Description of the task
Your task is to retype each line of the data below exactly.

--- Start of Dataset extract ---

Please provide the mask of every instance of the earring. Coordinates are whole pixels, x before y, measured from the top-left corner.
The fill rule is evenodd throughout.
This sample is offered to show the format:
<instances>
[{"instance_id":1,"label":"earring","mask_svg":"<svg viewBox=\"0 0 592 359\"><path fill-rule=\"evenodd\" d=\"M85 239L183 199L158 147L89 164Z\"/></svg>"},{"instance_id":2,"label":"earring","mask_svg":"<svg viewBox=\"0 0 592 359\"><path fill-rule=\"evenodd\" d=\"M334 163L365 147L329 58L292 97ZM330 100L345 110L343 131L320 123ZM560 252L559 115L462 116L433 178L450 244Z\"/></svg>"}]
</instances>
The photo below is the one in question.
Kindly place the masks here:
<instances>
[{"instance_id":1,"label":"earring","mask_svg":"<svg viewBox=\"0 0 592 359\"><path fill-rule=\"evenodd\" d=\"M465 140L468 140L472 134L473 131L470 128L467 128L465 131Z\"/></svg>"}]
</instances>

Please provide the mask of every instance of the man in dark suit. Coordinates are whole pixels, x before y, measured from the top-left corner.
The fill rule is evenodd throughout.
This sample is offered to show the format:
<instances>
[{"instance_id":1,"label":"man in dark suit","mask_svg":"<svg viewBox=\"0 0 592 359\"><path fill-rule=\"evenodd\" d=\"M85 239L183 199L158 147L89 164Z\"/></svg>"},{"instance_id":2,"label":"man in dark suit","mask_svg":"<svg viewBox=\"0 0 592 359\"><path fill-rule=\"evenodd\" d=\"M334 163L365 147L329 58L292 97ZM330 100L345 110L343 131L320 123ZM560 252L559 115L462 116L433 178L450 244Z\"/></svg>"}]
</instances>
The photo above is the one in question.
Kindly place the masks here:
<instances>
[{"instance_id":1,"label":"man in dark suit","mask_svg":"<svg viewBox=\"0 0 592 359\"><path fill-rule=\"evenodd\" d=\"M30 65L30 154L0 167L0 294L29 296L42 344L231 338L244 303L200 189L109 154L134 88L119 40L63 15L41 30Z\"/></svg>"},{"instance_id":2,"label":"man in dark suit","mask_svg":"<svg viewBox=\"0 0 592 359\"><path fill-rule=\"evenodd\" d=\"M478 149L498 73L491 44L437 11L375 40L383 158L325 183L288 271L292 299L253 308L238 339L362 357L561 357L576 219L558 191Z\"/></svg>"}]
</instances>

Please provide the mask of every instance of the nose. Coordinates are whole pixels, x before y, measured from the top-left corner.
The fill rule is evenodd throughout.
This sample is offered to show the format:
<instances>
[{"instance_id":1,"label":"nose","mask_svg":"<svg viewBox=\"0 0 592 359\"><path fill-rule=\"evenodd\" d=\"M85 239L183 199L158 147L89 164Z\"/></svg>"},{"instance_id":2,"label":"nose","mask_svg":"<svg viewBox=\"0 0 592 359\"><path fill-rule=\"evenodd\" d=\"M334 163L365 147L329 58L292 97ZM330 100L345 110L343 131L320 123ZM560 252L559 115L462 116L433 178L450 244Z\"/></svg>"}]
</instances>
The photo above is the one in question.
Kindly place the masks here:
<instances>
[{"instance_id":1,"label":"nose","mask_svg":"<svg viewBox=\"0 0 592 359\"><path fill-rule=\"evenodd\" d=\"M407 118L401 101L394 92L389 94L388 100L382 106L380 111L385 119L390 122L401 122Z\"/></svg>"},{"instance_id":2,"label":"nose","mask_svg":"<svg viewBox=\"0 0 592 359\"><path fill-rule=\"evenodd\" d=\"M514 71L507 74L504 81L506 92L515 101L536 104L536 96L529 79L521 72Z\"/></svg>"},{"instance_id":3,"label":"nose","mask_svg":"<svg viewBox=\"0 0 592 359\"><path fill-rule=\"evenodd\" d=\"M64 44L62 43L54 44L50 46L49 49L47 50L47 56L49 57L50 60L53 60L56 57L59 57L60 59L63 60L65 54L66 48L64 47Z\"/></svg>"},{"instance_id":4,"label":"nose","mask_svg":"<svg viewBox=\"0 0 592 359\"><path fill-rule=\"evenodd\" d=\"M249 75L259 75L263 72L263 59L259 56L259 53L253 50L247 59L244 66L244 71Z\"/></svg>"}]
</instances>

--- End of Dataset extract ---

Exercise result
Please provide the mask of every instance of the earring. Coordinates are whole pixels, x before y, measured from the top-left corner.
The fill rule is evenodd throughout.
This sample is offered to show the format:
<instances>
[{"instance_id":1,"label":"earring","mask_svg":"<svg viewBox=\"0 0 592 359\"><path fill-rule=\"evenodd\" d=\"M85 239L183 199L158 147L89 164Z\"/></svg>"},{"instance_id":2,"label":"earring","mask_svg":"<svg viewBox=\"0 0 592 359\"><path fill-rule=\"evenodd\" d=\"M334 163L365 147L329 58L292 97ZM330 100L345 110L343 131L320 123ZM560 252L559 115L462 116L433 178L450 244Z\"/></svg>"}]
</instances>
The photo below is the one in question.
Kindly place the masks here:
<instances>
[{"instance_id":1,"label":"earring","mask_svg":"<svg viewBox=\"0 0 592 359\"><path fill-rule=\"evenodd\" d=\"M465 140L468 140L472 134L473 131L470 128L467 128L465 131Z\"/></svg>"}]
</instances>

Please provide the mask of every instance of the man in dark suit. Coordinates are whole pixels, x before y, measured from the top-left corner.
The fill rule is evenodd throughout.
This sample is offered to show the format:
<instances>
[{"instance_id":1,"label":"man in dark suit","mask_svg":"<svg viewBox=\"0 0 592 359\"><path fill-rule=\"evenodd\" d=\"M85 239L183 199L158 147L89 164Z\"/></svg>"},{"instance_id":2,"label":"man in dark suit","mask_svg":"<svg viewBox=\"0 0 592 359\"><path fill-rule=\"evenodd\" d=\"M334 163L365 147L329 58L292 97ZM330 100L345 110L343 131L320 123ZM560 252L559 115L462 116L433 178L450 244Z\"/></svg>"}]
</instances>
The photo above is the one in question.
Kindly place the masks here:
<instances>
[{"instance_id":1,"label":"man in dark suit","mask_svg":"<svg viewBox=\"0 0 592 359\"><path fill-rule=\"evenodd\" d=\"M30 65L30 154L0 167L0 294L29 296L42 344L231 338L244 303L200 189L109 154L134 88L119 40L63 15L41 30Z\"/></svg>"},{"instance_id":2,"label":"man in dark suit","mask_svg":"<svg viewBox=\"0 0 592 359\"><path fill-rule=\"evenodd\" d=\"M478 149L498 73L491 44L437 11L375 40L383 158L325 183L288 271L292 299L253 308L238 339L362 357L561 357L576 219L558 191Z\"/></svg>"}]
</instances>

Please provide the mask of every instance of the nose. Coordinates are whole pixels, x before y, measured from the top-left corner.
The fill rule is evenodd throughout.
This sample is offered to show the format:
<instances>
[{"instance_id":1,"label":"nose","mask_svg":"<svg viewBox=\"0 0 592 359\"><path fill-rule=\"evenodd\" d=\"M85 239L183 199L158 147L89 164Z\"/></svg>"},{"instance_id":2,"label":"nose","mask_svg":"<svg viewBox=\"0 0 592 359\"><path fill-rule=\"evenodd\" d=\"M334 163L365 147L329 58L292 97ZM330 100L345 110L343 131L320 123ZM560 252L559 115L462 116L433 178L450 244Z\"/></svg>"}]
</instances>
The photo above is the one in question.
Kindly place the masks here:
<instances>
[{"instance_id":1,"label":"nose","mask_svg":"<svg viewBox=\"0 0 592 359\"><path fill-rule=\"evenodd\" d=\"M407 118L401 101L394 92L389 94L388 100L382 106L380 111L385 119L390 122L401 122Z\"/></svg>"},{"instance_id":2,"label":"nose","mask_svg":"<svg viewBox=\"0 0 592 359\"><path fill-rule=\"evenodd\" d=\"M514 71L507 74L504 81L506 92L515 101L536 104L536 96L529 79L521 72Z\"/></svg>"},{"instance_id":3,"label":"nose","mask_svg":"<svg viewBox=\"0 0 592 359\"><path fill-rule=\"evenodd\" d=\"M64 44L62 43L54 44L50 46L49 49L47 50L47 56L49 57L50 60L53 60L56 57L59 57L60 59L63 60L65 54L66 48L64 47Z\"/></svg>"},{"instance_id":4,"label":"nose","mask_svg":"<svg viewBox=\"0 0 592 359\"><path fill-rule=\"evenodd\" d=\"M249 75L259 75L263 72L263 59L259 56L259 53L253 50L247 59L244 66L244 71Z\"/></svg>"}]
</instances>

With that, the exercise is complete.